----- Records provided -----
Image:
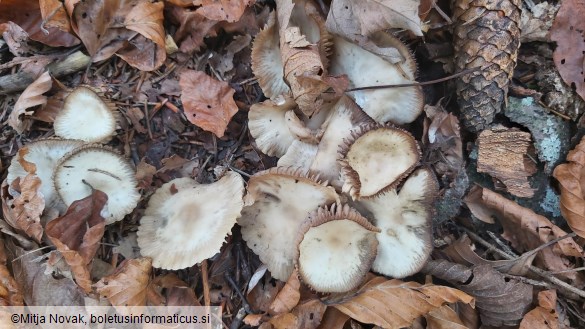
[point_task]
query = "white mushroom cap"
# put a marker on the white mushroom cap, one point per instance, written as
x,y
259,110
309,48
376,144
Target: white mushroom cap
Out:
x,y
104,170
344,117
364,68
45,154
376,158
336,248
268,125
283,198
186,222
266,60
85,116
405,220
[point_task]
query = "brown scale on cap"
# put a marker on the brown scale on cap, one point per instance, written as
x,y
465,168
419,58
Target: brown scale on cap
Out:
x,y
335,249
376,159
279,200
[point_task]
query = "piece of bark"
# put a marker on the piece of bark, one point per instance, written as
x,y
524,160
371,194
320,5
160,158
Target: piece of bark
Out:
x,y
503,154
18,81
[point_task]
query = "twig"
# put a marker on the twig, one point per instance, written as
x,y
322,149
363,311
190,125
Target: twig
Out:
x,y
563,286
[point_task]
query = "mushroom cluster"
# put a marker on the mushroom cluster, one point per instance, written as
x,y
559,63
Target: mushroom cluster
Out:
x,y
347,195
71,166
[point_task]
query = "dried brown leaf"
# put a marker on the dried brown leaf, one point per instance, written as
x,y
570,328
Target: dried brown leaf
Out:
x,y
146,18
27,15
503,153
358,17
444,317
396,304
544,316
25,205
32,96
77,235
571,177
568,31
129,285
527,230
222,10
207,102
288,297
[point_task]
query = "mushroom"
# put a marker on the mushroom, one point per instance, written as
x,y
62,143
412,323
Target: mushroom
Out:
x,y
375,159
186,222
405,220
44,154
85,116
281,199
367,68
336,248
266,61
94,166
344,117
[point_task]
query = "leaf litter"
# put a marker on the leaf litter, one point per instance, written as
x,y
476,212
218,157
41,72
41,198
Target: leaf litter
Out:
x,y
183,77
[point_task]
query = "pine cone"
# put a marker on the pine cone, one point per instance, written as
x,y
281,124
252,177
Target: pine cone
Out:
x,y
486,35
-----
## [Assigned task]
The data should be printed again unchanged; leave its pictures out.

## [Response area]
Image:
[point_task]
query = "white mushroom cap"
# put a marker on the white mushroom cap, one point per instance, written as
x,y
259,110
309,48
376,144
Target: white mushroom cap
Out:
x,y
104,170
344,117
364,68
45,154
376,158
336,248
268,125
283,198
186,222
266,60
85,116
405,220
[point_task]
query = "brown scale on cap"
# put a marker on the brown scale on cap, one point per instance, written as
x,y
465,168
419,58
Target: brown scale on cap
Out:
x,y
335,249
376,159
279,200
[point_task]
query = "piece of bark"
# put a marker on the piece of bark, one point per instance, written as
x,y
524,160
371,194
320,5
160,158
Target: piece of bark
Out:
x,y
503,154
18,81
[point_task]
query = "twig"
# put a marker on the twig, one point per instance, written as
x,y
322,149
363,311
190,125
Target: twig
Out:
x,y
563,286
[point_task]
query = "mushroom cluster"
# put a marker on the mushroom cluster, one point per instance, written as
x,y
559,63
Target: mushroom cluster
Out:
x,y
347,195
71,166
[point_task]
query = "dried brown leaf"
# put a marker on the dried brown leaf, one point per instance, written as
x,y
570,328
Target: dried brown leaf
Out:
x,y
146,18
27,15
503,153
358,17
444,317
396,304
544,316
25,205
32,96
77,235
571,177
568,31
129,285
527,230
222,10
207,102
288,297
[point_task]
query = "mushroom"
# put a marker on the mushroom, one point per instance, written as
x,y
62,143
412,323
Target: mushroom
Out:
x,y
375,159
186,222
405,220
44,154
85,116
281,199
367,68
336,248
266,61
94,166
344,117
[point_task]
query = "leaf litter"
# put a marker on the leaf litter, one point per instance, written as
x,y
476,212
218,157
41,72
41,198
Target: leaf litter
Out:
x,y
183,77
[point_task]
query = "pine cone"
# put a marker on the pine cone, one point per instance, written as
x,y
281,124
252,177
Target: pine cone
Out:
x,y
486,35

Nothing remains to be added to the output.